__Passage extrait__

▽

Dans ce rapport le Dr Dominique Lecomte conclut que « le décès est dû, dans un contexte traumatique, à la décompensation cardiaque, trouble du rythme cardiaque ou cardiomyopathie, telle qu’on l’observe au cours d’une insuffisance rénale chronique majeure. Les lésions de violence observées n’expliquent pas à elles seules le décès ».
Les rapports de police
Le Monde verse aussi, dans le même article, les rapports de deux inspecteurs de police :
« Selon l’inspecteur principal Chritiane Hérault, Malik Oussékine était porteur d' » un hématome cervical très important gonflant la joue sur le côté gauche, un autre, moindre, existe sur le côté droit. Enfin, nous remarquons une très importante bosse occipitale et un anus artificiel « . L’inspecteur Daniel Bedel, inspecteur à l’IGS, avait constaté » un hématome postérieur de l’épaule gauche, un hématome dorsal de 7 centimètres de long et de 4 centimètres de large, un hématome cervical latéral droit et gauche en rapport avec la réanimation, un hématome de la joue gauche, un hématome sus-orbitaire gauche et un hématome superficiel à la jambe ».
Comment, dans ces conditions, conclure ? Le rapport d’autopsie du docteur Dominique Lecomte, ne permettait nullement de trancher avec une absolue certitude quant aux causes précises du décès. En écrivant que « les lésions de violence constatées n’expliquent pas à elles seules le décès », le docteur Lecomte savait, de toute évidence, que l’on pourrait lire que, si la violence n’explique pas « à elle seule » le décès, c’est qu’elle y a bien contribué. Atteint d’une malformation urinaire congénitale et d’une grave maladie des reins, Malik Oussékine souffrait aussi d’une maladie cardiaque. Le savait-il ? Son affection rénale était-elle ou non à l’origine de sa pathologie cardiaque ?

△

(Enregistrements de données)

▽

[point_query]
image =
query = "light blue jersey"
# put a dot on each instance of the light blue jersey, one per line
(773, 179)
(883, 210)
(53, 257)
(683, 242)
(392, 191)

△
▽

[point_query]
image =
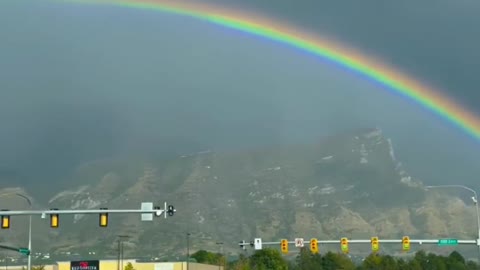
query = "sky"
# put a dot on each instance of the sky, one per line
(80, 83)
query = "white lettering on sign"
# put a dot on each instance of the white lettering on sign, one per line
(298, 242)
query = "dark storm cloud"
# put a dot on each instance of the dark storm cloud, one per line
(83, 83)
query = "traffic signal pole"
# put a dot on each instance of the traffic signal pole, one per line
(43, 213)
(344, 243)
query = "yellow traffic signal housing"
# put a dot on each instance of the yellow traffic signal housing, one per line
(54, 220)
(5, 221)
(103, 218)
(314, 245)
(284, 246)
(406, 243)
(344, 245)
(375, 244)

△

__Travail demandé__
A) Dans l'extrait sur la mort de Malik Oussékine, recopiez tout le passage depuis « Comment, dans ces » jusqu'à « pathologie cardiaque ? » en changeant « docteur » en « professeur ».
B) Les affirmations suivantes concordent-elles avec l'extrait sur la mort de Malik Oussékine ? (i) L'inspecteur Daniel Bedel a relevé un hématome dorsal de 7 centimètres de long. (ii) D'après le rapport du Dr Dominique Lecomte, les lésions de violence suffisent à expliquer le décès. (iii) Malik Oussékine souffrait d'une maladie cardiaque. Répondez par oui ou non et citez les mots décisifs de l'extrait.
C) D'après l'extrait sur la mort de Malik Oussékine, quel journal publie les rapports de deux inspecteurs de police ?

__Réponses successives__
A)
Comment, dans ces conditions, conclure ? Le rapport d’autopsie du professeur Dominique Lecomte, ne permettait nullement de trancher avec une absolue certitude quant aux causes précises du décès. En écrivant que « les lésions de violence constatées n’expliquent pas à elles seules le décès », le professeur Lecomte savait, de toute évidence, que l’on pourrait lire que, si la violence n’explique pas « à elle seule » le décès, c’est qu’elle y a bien contribué. Atteint d’une malformation urinaire congénitale et d’une grave maladie des reins, Malik Oussékine souffrait aussi d’une maladie cardiaque. Le savait-il ? Son affection rénale était-elle ou non à l’origine de sa pathologie cardiaque ?

B)
(i) Oui : « un hématome dorsal de 7 centimètres de long ».
(ii) Non : « Les lésions de violence observées n’expliquent pas à elles seules le décès ».
(iii) Oui : « Malik Oussékine souffrait aussi d’une maladie cardiaque ».

C) Le Monde.